» **STATED TASK**
Please retype every one of the records below, without changing a single character.

» **AVAILABLE DATA**
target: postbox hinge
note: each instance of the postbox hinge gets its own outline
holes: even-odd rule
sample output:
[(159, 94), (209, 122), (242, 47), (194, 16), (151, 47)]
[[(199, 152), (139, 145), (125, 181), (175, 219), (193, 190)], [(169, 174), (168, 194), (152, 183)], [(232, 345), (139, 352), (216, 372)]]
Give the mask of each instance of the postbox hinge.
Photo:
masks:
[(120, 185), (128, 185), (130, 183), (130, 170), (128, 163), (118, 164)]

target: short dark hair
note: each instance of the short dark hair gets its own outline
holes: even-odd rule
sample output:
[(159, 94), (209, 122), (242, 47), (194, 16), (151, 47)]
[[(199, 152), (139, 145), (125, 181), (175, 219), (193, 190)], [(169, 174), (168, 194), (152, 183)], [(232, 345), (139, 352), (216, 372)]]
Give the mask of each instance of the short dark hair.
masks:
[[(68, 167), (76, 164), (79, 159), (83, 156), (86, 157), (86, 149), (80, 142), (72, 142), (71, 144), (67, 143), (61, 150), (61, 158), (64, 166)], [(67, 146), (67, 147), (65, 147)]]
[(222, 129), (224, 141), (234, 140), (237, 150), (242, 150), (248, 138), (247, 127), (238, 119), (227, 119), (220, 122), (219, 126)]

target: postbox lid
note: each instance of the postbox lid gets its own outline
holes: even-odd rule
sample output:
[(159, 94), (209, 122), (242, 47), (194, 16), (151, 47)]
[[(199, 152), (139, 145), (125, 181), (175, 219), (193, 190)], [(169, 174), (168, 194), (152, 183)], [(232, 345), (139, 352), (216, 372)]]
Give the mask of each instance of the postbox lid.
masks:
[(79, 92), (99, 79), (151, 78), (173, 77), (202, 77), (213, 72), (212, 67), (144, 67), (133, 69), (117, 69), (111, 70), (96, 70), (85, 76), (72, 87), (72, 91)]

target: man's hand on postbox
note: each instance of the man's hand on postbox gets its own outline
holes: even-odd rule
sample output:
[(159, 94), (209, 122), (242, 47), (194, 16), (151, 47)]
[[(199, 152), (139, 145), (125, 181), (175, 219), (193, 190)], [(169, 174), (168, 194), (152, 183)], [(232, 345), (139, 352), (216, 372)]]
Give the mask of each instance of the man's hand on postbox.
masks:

» **PROBLEM SOLUTION**
target: postbox hinge
note: each instance of the postbox hinge gets its own outline
holes: even-odd rule
sample output:
[(159, 94), (209, 122), (242, 47), (194, 16), (151, 47)]
[[(199, 152), (139, 145), (125, 181), (175, 219), (193, 190)], [(169, 174), (168, 194), (152, 183)], [(232, 345), (139, 352), (216, 372)]]
Give the mask of each instance of the postbox hinge.
Photo:
masks:
[(120, 185), (128, 185), (130, 183), (130, 170), (128, 163), (118, 164)]

target: short dark hair
note: each instance of the short dark hair gets its own outline
holes: even-odd rule
sample output:
[(159, 94), (209, 122), (242, 47), (194, 16), (151, 47)]
[[(199, 152), (139, 145), (125, 181), (175, 219), (193, 190)], [(169, 174), (168, 194), (152, 183)], [(232, 345), (139, 352), (216, 372)]]
Give the mask of each instance of the short dark hair.
masks:
[[(68, 167), (76, 164), (79, 159), (83, 156), (86, 157), (86, 149), (80, 142), (72, 142), (71, 144), (67, 143), (61, 150), (61, 158), (64, 166)], [(67, 146), (67, 147), (65, 147)]]
[(222, 129), (224, 141), (234, 140), (237, 150), (242, 150), (248, 138), (247, 127), (238, 119), (227, 119), (220, 122), (219, 126)]

target: postbox lid
note: each instance of the postbox lid gets its own outline
holes: even-odd rule
sample output:
[(159, 94), (209, 122), (242, 47), (194, 16), (151, 47)]
[[(199, 152), (139, 145), (125, 181), (175, 219), (193, 190)], [(169, 174), (168, 194), (152, 183)], [(232, 345), (139, 352), (216, 372)]]
Give the mask of each instance of the postbox lid.
masks:
[(79, 92), (99, 79), (151, 78), (173, 77), (202, 77), (213, 72), (212, 67), (144, 67), (133, 69), (117, 69), (111, 70), (96, 70), (85, 76), (72, 87), (72, 91)]

target: man's hand on postbox
note: each instance of the man's hand on postbox gets its own outline
holes: even-odd rule
sample output:
[(159, 94), (209, 122), (242, 47), (194, 16), (151, 47)]
[[(199, 152), (139, 145), (125, 181), (175, 219), (193, 190)], [(169, 174), (168, 194), (152, 183)], [(232, 345), (139, 352), (216, 372)]]
Give the mask of each instance of the man's hand on postbox.
masks:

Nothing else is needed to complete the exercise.